- [WRITTEN REQUEST]: Copy the rows below word for word, leaving out the pictures.

- [MATERIAL TO PROCESS]:
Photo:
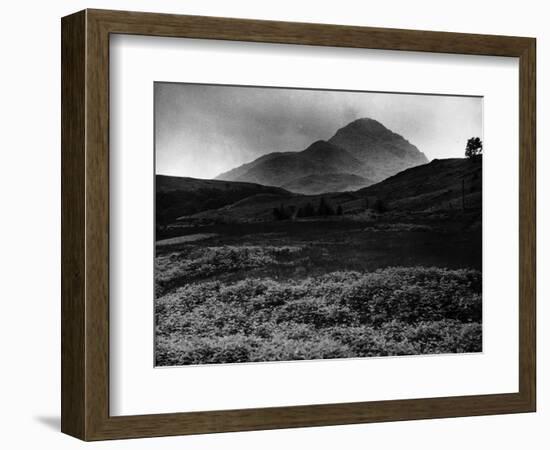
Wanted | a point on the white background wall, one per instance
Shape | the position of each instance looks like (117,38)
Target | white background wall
(30,221)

- [PROBLEM SOLUTION]:
Photo:
Wanted | a point on the white background wall, one per instance
Shape | the position of each instance looks like (117,38)
Target | white background wall
(30,221)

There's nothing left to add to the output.